## start Source passage

- Born: 15 July 1942 Piskavica, Independent State of Croatia (now Piskavica, Bosnia and Herzegovina)
- Died: 28 May 2003 (aged 60)
- Allegiance: Republika Srpska
- Branch: Army of Republika Srpska
- Rank: Chief of Staff (JNA 5th Corps) Commander (1st Krajina Corps)
- Unit: JNA 5th Corps 1st Krajina Corps
- Conflicts: Bosnian War 1992 Yugoslav campaign in Bosnia; Battle of Kupres 92; Operation Vrbas '92; Operation Corridor 92; Operation Corridor 93; Battle of Azići; Operation Sadejstvo; Operation "Breza '94"; Battle of Orašje; Operation Una; ;

= Momir Talić =

Bosnian Serb general (1942-2003)

Momir Talić (15 July 1942 – 28 May 2003) was a Bosnian Serb general in the Yugoslav People's Army and later the Army of Republika Srpska.

## end Source passage
## start Records shown

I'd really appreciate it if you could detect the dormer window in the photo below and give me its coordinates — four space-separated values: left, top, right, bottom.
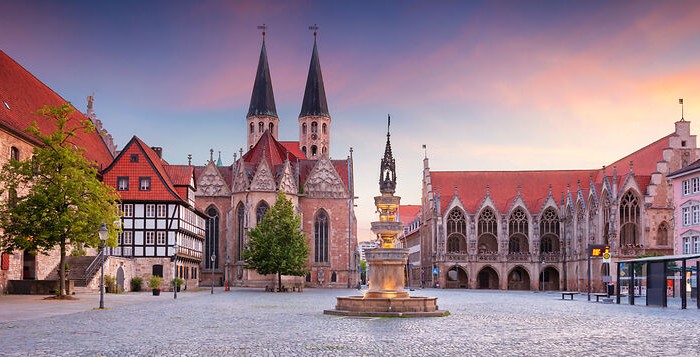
117 176 129 191
139 177 151 191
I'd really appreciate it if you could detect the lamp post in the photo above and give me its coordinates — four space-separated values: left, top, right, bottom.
173 242 178 299
542 258 544 292
97 222 109 309
209 254 216 294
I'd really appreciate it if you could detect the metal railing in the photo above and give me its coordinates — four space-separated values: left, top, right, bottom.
85 250 104 283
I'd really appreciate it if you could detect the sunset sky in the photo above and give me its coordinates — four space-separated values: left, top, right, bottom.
0 1 700 240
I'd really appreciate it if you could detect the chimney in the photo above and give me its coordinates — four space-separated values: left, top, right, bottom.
151 146 163 159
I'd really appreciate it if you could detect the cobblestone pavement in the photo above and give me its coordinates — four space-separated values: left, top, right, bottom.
0 289 700 356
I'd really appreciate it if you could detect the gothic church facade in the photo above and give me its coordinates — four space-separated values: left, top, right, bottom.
413 119 700 292
195 34 357 287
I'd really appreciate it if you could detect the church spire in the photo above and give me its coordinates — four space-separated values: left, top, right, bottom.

## end Records shown

Exercise task A: Based on the Momir Talić profile, say whether each statement agrees with it, answering yes or no and quoting the words that decide it: (i) Talić was born in Piskavica. (ii) Talić died at the age of 62. (iii) Talić held the post of commander of the 1st Krajina Corps.
Exercise task B: List every conflict in the Momir Talić profile whose name begins with the word "Operation."
Exercise task C: Resume the Momir Talić biography from the point where it stops.

Expected answer A:
(i) Yes: "Born: 15 July 1942 Piskavica"
(ii) No: "Died: 28 May 2003 (aged 60)"
(iii) Yes: "Commander (1st Krajina Corps)"

Expected answer B: Operation Vrbas '92; Operation Corridor 92; Operation Corridor 93; Operation Sadejstvo; Operation "Breza '94"; Operation Una

Expected answer C:
==Military career==
Talić was the Chief of Staff of the JNA 5th Corps in Banja Luka as of 26 July 1991. He was promoted to Commander of the same corps, which was renamed 1st Krajina Corps of the Republika Srpska Army (VRS) on 19 March 1992. In the aftermath of the breakup of Yugoslavia, Republika Srpska was one of many states established. Territorial and other conflicts between the new states led to the Bosnian War.

==Trial for war crimes==
Talić was indicted on 14 March 1999 for war crimes, including genocide, torture and wanton destruction. He was arrested on 25 August 1999 in Austria. He pleaded not guilty to all the charges against him.

Talić was initially tried with Radoslav Brđanin, a politician and President of the ARK Crisis Staff, but the trials were separated on 20 September 2002 due to Talić's ill health. Talić died in Belgrade on 28 May 2003.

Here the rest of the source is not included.